- **Data provided**:

·····

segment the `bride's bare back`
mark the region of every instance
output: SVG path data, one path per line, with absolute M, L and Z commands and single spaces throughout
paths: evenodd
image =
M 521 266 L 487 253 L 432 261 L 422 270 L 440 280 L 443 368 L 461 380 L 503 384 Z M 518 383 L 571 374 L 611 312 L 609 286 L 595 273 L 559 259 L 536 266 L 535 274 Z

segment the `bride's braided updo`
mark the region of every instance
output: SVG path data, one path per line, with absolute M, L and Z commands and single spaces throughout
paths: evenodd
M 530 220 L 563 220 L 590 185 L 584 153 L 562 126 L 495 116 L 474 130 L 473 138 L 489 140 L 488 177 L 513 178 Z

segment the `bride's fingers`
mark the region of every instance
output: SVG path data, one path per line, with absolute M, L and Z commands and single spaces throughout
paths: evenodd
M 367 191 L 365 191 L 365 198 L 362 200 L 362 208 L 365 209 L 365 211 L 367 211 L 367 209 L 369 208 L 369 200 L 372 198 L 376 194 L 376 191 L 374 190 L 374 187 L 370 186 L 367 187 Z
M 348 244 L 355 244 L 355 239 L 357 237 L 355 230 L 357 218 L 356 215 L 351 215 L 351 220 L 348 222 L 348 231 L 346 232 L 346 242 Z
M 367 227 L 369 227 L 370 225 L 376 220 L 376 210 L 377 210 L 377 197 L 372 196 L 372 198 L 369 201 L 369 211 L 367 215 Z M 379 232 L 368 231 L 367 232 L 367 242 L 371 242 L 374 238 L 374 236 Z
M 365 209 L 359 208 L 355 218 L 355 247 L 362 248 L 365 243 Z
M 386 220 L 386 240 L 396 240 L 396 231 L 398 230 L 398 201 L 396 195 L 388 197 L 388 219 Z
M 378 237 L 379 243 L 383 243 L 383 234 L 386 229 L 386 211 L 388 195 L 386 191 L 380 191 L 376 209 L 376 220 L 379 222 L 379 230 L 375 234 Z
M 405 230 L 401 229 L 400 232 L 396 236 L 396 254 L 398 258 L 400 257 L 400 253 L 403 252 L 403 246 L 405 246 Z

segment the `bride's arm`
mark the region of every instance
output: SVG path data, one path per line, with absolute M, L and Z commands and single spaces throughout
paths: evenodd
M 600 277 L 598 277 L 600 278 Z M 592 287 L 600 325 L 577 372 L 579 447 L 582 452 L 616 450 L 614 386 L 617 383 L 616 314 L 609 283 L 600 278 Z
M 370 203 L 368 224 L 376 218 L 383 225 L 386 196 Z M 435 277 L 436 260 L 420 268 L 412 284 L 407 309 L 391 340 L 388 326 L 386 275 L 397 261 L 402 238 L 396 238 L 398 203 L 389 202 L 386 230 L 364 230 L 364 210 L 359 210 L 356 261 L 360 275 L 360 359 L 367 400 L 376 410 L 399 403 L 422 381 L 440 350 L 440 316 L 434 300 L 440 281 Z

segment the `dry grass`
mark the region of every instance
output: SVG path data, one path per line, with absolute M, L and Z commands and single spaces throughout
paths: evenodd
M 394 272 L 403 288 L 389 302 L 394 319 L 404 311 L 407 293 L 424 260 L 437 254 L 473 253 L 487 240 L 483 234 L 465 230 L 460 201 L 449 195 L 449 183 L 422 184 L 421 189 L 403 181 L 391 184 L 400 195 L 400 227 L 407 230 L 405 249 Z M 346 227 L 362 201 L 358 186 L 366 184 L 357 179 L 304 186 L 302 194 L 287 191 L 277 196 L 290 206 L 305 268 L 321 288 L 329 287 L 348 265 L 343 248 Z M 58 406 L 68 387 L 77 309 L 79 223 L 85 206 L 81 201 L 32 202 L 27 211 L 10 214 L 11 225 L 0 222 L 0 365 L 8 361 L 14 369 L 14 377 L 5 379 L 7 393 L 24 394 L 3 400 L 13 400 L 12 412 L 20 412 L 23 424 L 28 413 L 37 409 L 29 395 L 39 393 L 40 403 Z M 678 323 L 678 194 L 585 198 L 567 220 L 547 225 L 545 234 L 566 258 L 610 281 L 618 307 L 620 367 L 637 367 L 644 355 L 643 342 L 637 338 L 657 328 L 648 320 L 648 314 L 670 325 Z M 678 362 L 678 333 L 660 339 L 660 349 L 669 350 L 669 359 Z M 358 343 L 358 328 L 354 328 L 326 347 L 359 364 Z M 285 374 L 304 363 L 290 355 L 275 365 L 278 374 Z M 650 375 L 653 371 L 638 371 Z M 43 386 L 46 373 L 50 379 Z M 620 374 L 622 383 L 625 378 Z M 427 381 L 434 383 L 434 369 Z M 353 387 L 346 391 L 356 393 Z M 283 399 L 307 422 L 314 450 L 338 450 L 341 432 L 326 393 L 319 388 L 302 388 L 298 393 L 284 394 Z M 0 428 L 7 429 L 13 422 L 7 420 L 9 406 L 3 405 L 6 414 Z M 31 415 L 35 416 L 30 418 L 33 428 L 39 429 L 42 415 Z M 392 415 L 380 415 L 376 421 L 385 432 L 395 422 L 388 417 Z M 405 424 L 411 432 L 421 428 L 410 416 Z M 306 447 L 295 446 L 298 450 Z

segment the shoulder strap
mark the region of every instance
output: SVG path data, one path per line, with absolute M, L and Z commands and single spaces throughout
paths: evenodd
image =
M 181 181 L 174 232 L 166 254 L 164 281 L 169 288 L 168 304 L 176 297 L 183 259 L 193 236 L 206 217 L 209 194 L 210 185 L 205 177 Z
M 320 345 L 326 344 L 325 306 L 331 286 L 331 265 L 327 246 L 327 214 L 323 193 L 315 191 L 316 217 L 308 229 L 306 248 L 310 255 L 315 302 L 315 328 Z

·····

Copy the stretch from the start of the items through the line containing "M 530 220 L", shifting every path coordinate in the answers by -10 and leaving all other text as it is.

- **Written solution**:
segment the `bride's bare back`
mark the region of every instance
output: SVG path data, one path per line, with absolute M, L and Z commands and single spaces throughout
paths: evenodd
image =
M 511 256 L 477 243 L 422 251 L 412 260 L 430 270 L 433 358 L 451 370 L 493 374 Z M 508 373 L 561 364 L 601 302 L 599 276 L 585 263 L 549 249 L 526 256 L 525 264 Z

segment the `bride's braided updo`
mark the region of every instance
output: SVG path data, one path per line, with absolute M, L and Z commands and single spaces throughout
paths: evenodd
M 520 210 L 553 210 L 580 175 L 574 143 L 552 116 L 485 106 L 464 120 L 463 128 L 479 130 L 478 167 L 503 168 Z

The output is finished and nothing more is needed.